* What to do *
Extract every line of the material below and reproduce it faithfully.

(Object position labeling entries)
:::::

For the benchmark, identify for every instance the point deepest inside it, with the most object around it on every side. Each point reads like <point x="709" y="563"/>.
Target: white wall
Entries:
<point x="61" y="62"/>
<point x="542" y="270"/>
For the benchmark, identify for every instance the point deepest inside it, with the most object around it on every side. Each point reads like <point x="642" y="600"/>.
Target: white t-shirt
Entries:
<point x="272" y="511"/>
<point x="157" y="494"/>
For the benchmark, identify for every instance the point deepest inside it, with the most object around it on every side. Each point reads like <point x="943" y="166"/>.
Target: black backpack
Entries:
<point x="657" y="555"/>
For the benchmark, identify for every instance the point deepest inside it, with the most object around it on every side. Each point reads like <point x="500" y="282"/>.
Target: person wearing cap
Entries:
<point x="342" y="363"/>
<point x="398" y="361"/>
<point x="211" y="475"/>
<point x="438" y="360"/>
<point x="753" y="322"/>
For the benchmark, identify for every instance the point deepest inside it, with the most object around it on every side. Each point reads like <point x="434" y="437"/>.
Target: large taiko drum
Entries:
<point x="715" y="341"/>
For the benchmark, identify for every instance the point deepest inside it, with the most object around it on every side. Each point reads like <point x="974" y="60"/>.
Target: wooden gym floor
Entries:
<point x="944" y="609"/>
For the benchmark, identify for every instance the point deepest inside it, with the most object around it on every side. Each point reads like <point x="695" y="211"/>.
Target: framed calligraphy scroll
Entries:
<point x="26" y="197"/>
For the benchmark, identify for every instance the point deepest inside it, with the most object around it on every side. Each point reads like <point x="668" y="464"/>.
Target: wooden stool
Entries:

:::::

* Full response *
For the benchmark, identify for every instance the point deepest inside it, with the most object around it on every side. Each point reads like <point x="709" y="563"/>.
Target: white wall
Entries:
<point x="61" y="62"/>
<point x="542" y="270"/>
For the benchmark, identify for every instance the point deepest inside it, with the most object around it on every side. Each point reads like <point x="642" y="600"/>.
Target: white t-shirt
Entries:
<point x="272" y="511"/>
<point x="157" y="494"/>
For the benchmark, identify for every instance the point deepest inside it, with the most object around it on every side. Each point reads like <point x="943" y="166"/>.
Target: black backpack
Entries:
<point x="657" y="555"/>
For the benchmark, identify for every instance the point deepest inside it, with the most object around it on every side. Each point reads like <point x="500" y="282"/>.
Target: person wearing cap
Entries:
<point x="342" y="363"/>
<point x="398" y="361"/>
<point x="211" y="475"/>
<point x="438" y="360"/>
<point x="753" y="322"/>
For the benchmark, identify for every instance the point deepest inside it, with the most object around it on every side. Each point reads like <point x="434" y="437"/>.
Target: large taiko drum
Entries:
<point x="715" y="341"/>
For the benchmark, identify for every instance the point deepest inside it, with the most object around it on every side. Each point reads like <point x="974" y="60"/>.
Target: wooden gym floor
Entries:
<point x="944" y="609"/>
For the benchmark, identify for every instance the point deepest inside it, with the most object around it on every side. Each point reads like <point x="695" y="211"/>.
Target: framed calligraphy scroll
Entries:
<point x="26" y="197"/>
For the benchmark, identify for every instance the point deepest inside it, with the most object around it on every side. Each point reads like <point x="668" y="464"/>.
Target: wooden stool
Entries:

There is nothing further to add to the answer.